TASK DIRECTIONS:
The data follows this line. Copy verbatim the line with "Where can you spot the white semi" and each line after it to the end.
## Begin EXTRACTED DATA
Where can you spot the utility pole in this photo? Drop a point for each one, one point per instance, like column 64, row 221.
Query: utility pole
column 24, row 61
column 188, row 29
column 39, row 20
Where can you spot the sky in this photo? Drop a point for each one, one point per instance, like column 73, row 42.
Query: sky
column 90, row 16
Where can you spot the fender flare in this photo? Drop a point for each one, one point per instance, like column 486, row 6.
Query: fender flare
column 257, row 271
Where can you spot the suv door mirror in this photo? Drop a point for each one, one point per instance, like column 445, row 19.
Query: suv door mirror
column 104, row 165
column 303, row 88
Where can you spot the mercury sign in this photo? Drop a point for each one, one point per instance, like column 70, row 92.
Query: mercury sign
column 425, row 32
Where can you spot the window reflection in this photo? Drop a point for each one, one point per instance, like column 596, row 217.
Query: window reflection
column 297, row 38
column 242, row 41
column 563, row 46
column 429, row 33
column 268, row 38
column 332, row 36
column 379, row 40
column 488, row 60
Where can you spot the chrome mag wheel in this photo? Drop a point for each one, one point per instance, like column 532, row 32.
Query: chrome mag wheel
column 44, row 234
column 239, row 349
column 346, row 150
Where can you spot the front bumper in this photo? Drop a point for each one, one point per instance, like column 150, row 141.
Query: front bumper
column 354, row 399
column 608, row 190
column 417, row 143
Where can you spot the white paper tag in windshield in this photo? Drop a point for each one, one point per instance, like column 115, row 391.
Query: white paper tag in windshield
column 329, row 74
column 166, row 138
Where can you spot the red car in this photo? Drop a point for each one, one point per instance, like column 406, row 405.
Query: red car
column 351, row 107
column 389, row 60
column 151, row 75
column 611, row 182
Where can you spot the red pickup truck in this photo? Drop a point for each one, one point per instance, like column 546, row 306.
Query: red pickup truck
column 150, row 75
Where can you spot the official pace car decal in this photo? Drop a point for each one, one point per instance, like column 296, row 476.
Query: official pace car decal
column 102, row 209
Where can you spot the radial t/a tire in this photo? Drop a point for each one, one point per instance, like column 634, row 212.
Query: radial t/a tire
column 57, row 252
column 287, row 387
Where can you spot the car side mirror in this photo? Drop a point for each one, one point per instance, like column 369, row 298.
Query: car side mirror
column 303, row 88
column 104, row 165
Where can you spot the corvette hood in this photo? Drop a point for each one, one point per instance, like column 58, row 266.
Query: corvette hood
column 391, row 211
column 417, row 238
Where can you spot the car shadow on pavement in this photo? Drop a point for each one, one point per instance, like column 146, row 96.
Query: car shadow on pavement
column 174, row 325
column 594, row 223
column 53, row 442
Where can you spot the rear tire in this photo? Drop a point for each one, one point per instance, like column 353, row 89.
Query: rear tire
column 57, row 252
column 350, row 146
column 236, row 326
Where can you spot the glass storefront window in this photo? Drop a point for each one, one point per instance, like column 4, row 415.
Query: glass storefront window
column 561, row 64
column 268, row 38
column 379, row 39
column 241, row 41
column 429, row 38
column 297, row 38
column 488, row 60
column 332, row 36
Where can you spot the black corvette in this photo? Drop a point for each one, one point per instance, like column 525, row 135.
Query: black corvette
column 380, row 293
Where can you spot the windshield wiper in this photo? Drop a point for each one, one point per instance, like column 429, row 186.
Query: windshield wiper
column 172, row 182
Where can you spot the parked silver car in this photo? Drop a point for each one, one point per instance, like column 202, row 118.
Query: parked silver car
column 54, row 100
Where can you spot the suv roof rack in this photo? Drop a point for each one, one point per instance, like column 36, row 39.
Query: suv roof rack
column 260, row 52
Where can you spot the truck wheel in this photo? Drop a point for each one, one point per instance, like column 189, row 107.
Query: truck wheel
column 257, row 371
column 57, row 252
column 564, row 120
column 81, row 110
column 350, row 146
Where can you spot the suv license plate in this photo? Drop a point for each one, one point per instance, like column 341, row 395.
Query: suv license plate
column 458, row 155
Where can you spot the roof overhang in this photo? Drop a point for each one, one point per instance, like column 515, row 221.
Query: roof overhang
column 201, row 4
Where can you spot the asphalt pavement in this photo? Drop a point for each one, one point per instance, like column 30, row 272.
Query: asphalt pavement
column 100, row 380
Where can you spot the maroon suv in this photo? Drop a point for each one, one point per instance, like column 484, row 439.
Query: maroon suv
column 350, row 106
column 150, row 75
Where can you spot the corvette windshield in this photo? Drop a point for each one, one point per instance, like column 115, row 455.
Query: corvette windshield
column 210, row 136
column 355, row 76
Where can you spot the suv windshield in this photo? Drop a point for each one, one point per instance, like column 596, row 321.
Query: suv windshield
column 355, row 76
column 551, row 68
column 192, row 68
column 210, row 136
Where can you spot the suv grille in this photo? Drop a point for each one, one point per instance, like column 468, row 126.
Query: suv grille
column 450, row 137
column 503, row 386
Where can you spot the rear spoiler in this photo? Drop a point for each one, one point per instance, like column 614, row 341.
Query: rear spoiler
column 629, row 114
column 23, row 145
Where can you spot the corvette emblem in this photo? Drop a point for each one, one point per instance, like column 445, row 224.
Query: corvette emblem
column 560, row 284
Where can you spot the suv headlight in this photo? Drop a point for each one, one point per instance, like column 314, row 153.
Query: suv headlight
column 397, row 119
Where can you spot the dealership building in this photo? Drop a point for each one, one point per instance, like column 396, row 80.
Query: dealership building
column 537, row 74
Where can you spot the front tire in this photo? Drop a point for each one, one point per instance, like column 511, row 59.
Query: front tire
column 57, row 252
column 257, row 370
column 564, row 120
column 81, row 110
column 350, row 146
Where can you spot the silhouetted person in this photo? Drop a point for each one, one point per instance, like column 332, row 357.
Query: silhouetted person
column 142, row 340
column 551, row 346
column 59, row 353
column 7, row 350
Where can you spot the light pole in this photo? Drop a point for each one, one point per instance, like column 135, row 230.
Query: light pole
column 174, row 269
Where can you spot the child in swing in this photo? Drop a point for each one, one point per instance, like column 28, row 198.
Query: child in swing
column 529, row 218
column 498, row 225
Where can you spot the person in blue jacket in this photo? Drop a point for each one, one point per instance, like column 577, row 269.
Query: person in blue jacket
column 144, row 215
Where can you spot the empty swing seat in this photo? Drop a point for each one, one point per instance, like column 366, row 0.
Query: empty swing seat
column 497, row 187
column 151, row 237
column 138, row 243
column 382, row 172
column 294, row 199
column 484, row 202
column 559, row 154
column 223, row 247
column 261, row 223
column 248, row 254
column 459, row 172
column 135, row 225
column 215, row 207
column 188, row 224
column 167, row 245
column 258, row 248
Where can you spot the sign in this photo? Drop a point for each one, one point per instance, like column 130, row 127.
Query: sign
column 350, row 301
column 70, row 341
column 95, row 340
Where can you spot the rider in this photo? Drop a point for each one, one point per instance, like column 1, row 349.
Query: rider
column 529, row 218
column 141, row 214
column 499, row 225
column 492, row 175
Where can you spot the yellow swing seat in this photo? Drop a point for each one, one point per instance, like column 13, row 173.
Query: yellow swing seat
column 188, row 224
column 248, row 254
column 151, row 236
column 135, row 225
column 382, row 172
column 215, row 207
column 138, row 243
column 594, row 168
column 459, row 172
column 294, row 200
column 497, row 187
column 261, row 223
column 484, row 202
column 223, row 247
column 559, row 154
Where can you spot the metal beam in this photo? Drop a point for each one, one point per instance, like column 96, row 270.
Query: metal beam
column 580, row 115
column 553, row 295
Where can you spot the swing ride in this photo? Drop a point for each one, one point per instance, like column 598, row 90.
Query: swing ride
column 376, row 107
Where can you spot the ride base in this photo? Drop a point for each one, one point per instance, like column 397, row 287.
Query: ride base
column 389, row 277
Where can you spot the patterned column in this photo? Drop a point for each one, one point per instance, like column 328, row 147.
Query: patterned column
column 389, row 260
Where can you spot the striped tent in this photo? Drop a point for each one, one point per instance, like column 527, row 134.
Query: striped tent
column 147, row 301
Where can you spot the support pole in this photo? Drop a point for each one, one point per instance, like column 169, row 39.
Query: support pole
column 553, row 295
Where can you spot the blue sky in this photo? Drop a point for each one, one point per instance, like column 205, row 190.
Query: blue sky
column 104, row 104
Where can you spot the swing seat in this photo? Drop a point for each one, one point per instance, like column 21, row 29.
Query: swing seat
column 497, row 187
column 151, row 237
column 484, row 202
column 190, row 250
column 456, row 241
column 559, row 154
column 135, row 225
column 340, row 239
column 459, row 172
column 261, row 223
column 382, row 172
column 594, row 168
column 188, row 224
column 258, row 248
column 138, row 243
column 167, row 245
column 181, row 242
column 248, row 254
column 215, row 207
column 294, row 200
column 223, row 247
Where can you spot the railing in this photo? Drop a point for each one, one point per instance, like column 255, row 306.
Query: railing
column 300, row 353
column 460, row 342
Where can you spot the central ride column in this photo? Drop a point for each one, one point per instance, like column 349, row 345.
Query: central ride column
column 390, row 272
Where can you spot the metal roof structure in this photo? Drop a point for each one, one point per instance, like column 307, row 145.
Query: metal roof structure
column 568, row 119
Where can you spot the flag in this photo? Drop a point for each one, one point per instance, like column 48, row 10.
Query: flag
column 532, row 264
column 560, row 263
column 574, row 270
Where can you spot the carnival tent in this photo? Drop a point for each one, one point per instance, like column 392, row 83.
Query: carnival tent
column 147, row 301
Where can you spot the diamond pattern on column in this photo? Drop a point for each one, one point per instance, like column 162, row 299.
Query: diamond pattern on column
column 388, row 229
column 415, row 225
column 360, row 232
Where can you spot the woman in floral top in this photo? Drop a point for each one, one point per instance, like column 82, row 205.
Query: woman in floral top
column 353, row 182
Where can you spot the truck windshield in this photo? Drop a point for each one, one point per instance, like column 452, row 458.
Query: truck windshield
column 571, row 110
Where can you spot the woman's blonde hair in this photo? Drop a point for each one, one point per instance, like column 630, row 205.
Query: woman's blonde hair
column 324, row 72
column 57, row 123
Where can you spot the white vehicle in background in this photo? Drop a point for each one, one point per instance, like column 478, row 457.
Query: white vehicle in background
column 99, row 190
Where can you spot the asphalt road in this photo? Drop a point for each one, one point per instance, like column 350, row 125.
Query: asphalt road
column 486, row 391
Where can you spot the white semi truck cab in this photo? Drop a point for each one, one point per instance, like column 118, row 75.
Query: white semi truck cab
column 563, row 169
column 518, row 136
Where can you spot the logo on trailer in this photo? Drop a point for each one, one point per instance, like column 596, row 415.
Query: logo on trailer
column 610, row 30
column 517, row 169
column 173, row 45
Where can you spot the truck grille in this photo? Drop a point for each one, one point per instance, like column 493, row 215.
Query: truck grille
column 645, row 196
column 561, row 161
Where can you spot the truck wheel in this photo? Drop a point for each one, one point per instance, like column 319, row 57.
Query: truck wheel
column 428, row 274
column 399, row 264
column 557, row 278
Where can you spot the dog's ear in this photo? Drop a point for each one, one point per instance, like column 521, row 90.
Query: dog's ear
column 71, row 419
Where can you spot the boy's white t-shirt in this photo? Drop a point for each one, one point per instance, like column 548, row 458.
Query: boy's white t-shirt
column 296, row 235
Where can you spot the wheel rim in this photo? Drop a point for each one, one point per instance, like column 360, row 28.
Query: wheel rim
## End EXTRACTED DATA
RESPONSE:
Where can you spot the white semi truck cab in this photo? Drop a point for each one, one point per instance, like column 118, row 75.
Query: white semi truck cab
column 563, row 169
column 518, row 136
Where can you spot the logo on trailer in this photo? Drop a point for each one, one point per instance, like column 596, row 415.
Query: logo on trailer
column 610, row 30
column 517, row 169
column 173, row 45
Where can you spot the truck grille in this photo? Drop a point for each one, one point per instance, like column 493, row 215.
Query: truck grille
column 645, row 196
column 561, row 161
Where can you spot the truck wheel in this photo? Drop a point for each one, one point per instance, like column 319, row 57.
Query: truck wheel
column 428, row 274
column 399, row 264
column 557, row 278
Where can you spot the dog's ear in this photo? Drop a point for each one, one point per instance, like column 521, row 90.
Query: dog's ear
column 71, row 419
Where can you spot the boy's white t-shirt in this photo? Drop a point for each one, one point per instance, like column 548, row 458.
Query: boy's white t-shirt
column 296, row 235
Where can you spot the wheel rim in this photo? Drop a point for each one, one point per instance, like column 360, row 28.
Query: wheel rim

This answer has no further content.